> [Direction 1]:
In the passage about tagliatelle and beans, what is cotechino?

Then there are beans. We’ve had bean problems for years.

Her beans, I admit, are good.

We’re in the hills above the Adriatic, a few miles inland, and just now dusk is bluing the meadows and vineyards that slope down to town. It’s summertime, so all the windows in the trattoria are open. Like most Italian hill towns, this one has a fortress. The structure dates roughly to the year 1000; it was rebuilt in 1300. There’s also a church and a few narrow picturesque streets and some shaggy trees in full leaf, all part of the breathtaking normal of this region. We’re here, sixteen of us at the table, for the tagliatelle and beans.

These tagliatelle, what we would call fettuccine in the United States, are homemade, the pasta cut (tagliata) into ribbons, served with beans ladled over them. Maria, the proprietor, says it’s quite simple: beans; carrots, celery, and onion; slices of cotechino, which is a sausage of pork and lard wrapped in pig skin; olive oil and conserva (tomato paste); salt and pepper and water. In three hours you get a soup cooked far enough beyond soup to make a beany, velvety brown sauce.

When the server lays four steaming platters on our table, all conversations stop. A breeze billows through white curtains. We regard these dishes with a combination of adoration and lust. Then someone says, “Chi vuole?” Who wants some?

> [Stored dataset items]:
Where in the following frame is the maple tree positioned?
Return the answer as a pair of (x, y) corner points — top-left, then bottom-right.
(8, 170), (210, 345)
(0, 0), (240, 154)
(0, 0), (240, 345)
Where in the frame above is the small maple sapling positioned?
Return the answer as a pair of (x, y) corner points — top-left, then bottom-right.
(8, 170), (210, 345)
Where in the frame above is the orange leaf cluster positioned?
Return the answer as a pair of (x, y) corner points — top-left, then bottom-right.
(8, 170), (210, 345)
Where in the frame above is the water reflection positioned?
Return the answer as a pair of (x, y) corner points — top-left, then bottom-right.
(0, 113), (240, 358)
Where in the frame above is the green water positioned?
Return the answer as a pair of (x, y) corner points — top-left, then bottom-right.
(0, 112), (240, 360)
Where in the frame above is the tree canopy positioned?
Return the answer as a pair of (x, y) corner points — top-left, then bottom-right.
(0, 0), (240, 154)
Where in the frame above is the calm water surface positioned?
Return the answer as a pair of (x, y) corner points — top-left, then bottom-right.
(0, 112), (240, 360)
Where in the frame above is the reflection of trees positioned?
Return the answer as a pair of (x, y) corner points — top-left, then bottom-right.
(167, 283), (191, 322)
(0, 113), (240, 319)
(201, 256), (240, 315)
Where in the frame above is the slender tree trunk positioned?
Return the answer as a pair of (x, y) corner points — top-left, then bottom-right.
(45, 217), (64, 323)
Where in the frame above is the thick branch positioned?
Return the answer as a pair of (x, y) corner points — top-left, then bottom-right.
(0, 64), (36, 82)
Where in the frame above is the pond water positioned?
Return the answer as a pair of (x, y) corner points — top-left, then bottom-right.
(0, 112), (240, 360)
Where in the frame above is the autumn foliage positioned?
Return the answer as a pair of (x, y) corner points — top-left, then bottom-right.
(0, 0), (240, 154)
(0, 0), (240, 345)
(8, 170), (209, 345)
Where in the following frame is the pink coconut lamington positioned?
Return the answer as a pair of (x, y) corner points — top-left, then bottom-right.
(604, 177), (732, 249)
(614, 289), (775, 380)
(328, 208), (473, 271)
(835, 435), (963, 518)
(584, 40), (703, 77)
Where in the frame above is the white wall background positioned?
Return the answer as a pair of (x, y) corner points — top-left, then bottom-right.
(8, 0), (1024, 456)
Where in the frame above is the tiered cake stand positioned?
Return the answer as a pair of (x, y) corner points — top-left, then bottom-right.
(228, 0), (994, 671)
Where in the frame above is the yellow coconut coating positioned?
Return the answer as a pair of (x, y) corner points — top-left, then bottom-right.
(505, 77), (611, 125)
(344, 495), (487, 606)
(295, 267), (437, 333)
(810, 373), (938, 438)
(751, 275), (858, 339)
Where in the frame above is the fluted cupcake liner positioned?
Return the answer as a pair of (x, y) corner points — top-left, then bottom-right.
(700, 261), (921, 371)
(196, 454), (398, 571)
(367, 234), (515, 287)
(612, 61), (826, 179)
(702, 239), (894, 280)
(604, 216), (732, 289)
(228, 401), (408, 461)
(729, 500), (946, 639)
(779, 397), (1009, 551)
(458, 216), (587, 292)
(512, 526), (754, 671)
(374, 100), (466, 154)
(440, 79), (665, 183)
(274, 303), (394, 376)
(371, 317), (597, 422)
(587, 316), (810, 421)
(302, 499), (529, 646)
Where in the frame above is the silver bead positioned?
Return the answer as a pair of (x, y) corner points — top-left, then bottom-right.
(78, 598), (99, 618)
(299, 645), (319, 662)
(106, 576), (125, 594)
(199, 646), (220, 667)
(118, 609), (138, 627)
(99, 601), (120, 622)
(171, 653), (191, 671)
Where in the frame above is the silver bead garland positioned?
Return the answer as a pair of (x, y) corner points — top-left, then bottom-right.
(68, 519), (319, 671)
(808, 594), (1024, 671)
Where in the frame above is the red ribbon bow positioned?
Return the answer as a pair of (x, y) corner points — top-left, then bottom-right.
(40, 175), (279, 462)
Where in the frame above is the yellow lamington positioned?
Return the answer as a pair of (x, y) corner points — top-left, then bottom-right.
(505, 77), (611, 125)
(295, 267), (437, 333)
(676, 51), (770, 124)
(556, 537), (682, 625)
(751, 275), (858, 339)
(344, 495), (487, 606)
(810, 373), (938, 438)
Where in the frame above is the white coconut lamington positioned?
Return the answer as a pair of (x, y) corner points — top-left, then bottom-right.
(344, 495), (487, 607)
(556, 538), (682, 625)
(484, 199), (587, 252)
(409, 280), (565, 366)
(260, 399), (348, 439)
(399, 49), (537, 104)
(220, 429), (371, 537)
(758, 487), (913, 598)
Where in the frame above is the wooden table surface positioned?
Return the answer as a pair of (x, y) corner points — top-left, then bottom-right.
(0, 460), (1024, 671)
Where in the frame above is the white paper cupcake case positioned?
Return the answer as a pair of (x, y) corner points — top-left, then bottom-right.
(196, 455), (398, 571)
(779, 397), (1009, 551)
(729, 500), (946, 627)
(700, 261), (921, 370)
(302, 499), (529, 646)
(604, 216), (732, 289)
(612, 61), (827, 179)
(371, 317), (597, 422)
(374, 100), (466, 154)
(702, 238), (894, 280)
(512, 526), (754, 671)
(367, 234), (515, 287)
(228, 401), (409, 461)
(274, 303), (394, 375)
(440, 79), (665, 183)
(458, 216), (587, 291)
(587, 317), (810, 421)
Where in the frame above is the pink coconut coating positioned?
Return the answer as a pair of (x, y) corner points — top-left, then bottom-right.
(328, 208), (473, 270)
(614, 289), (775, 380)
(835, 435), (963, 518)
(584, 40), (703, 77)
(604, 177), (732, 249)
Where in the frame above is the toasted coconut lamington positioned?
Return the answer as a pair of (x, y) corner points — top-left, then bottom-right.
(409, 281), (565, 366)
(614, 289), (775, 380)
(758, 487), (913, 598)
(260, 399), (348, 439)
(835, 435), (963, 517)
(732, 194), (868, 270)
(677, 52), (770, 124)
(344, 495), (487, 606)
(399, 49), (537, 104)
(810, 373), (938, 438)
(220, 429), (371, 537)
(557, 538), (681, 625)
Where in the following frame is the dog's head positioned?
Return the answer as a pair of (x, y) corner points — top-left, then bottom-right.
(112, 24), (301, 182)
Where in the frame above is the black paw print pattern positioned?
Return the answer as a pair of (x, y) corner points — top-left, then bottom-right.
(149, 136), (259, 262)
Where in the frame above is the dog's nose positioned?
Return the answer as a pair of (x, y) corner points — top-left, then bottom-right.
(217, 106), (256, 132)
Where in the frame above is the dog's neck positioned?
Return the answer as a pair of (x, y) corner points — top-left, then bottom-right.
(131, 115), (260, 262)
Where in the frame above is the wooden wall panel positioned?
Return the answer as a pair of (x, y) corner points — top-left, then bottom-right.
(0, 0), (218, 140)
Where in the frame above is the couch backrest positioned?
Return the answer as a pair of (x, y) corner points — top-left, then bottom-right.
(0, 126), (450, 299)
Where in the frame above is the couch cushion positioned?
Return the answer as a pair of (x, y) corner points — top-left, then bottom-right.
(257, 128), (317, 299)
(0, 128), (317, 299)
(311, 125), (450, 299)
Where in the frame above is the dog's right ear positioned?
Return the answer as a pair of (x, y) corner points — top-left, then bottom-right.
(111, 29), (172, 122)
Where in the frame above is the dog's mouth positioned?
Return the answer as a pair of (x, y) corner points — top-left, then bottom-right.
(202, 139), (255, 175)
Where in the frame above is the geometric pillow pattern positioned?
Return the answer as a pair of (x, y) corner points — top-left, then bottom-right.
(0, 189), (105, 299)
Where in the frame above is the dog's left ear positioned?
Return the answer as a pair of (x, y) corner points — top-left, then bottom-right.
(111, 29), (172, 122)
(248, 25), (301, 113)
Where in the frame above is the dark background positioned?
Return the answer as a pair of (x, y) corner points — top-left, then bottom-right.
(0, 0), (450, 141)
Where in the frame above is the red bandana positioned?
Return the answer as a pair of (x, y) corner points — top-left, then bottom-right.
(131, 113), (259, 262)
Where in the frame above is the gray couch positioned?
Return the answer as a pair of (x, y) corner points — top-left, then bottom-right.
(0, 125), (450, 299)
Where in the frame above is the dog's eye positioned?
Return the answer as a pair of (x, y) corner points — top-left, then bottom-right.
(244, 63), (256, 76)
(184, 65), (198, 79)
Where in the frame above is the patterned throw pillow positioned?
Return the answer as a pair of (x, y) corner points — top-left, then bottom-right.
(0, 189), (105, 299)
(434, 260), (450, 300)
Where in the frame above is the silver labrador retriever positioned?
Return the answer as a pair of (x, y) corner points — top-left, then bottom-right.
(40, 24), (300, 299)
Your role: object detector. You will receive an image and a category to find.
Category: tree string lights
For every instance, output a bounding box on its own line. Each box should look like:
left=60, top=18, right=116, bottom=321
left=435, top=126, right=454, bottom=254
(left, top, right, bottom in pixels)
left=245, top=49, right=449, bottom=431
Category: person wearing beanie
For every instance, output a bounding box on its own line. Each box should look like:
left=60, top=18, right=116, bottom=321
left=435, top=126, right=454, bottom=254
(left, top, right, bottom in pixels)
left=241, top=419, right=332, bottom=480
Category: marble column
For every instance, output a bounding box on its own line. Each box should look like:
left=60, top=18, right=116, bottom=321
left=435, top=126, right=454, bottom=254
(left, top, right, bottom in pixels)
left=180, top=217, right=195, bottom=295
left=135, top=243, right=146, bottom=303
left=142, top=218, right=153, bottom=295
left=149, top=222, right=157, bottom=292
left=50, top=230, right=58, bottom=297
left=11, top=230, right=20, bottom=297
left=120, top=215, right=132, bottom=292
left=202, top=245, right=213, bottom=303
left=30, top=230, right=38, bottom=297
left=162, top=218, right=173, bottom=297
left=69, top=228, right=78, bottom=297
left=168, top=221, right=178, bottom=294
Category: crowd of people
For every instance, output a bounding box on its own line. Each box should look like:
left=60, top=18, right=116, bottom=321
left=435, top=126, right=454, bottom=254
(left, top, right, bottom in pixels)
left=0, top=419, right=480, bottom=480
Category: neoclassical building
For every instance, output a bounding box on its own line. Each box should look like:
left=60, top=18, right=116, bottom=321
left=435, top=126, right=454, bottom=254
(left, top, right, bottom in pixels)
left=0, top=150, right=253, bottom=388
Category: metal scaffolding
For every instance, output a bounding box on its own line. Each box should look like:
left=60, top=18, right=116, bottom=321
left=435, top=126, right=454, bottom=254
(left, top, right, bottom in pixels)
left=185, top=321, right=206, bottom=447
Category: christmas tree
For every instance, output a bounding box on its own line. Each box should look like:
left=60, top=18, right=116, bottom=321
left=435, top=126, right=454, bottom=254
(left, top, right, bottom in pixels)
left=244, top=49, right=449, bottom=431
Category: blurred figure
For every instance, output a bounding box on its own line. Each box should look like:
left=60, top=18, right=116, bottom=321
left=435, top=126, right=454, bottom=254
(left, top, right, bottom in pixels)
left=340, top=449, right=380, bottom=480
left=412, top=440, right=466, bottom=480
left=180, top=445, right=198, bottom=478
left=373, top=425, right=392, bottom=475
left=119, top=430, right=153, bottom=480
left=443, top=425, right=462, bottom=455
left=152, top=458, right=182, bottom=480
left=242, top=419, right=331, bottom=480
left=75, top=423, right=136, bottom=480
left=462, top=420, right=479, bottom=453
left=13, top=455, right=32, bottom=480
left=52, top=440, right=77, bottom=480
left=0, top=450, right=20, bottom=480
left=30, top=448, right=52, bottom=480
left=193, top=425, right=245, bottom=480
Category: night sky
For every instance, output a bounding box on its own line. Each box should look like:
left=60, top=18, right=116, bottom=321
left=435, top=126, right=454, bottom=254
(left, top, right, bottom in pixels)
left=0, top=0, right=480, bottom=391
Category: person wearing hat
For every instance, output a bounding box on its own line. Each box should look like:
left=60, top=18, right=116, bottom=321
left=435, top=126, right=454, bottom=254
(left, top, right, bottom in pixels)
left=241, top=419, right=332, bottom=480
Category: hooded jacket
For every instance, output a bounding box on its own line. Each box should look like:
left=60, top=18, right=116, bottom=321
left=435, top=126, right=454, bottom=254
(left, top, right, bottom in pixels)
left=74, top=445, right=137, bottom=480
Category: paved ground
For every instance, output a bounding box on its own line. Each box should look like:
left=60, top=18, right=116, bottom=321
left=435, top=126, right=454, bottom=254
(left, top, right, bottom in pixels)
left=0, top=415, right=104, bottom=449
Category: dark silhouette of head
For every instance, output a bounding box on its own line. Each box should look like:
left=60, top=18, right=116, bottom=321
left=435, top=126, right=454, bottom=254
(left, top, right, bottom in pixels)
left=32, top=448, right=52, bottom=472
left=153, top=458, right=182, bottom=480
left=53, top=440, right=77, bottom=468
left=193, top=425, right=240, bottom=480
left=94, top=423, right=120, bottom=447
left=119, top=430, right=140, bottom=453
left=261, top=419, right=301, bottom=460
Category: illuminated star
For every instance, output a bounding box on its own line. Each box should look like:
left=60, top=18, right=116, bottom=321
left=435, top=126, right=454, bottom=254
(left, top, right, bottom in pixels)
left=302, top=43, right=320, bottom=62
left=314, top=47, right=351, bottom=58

> [Direction 2]:
Reproduce the part of the listing that opens with the line containing "Category: christmas tree" and closes with the line containing "left=244, top=49, right=449, bottom=431", with the requests included. Increase every coordinate in the answer boxes by 35, but keep the sample boxes in the requests as they are.

> [Final result 1]:
Cotechino is a sausage of pork and lard wrapped in pig skin.

> [Final result 2]:
Category: christmas tree
For every instance, output a bounding box on its own line. Each box should look like:
left=60, top=18, right=116, bottom=321
left=435, top=126, right=454, bottom=254
(left, top, right, bottom in pixels)
left=279, top=84, right=484, bottom=466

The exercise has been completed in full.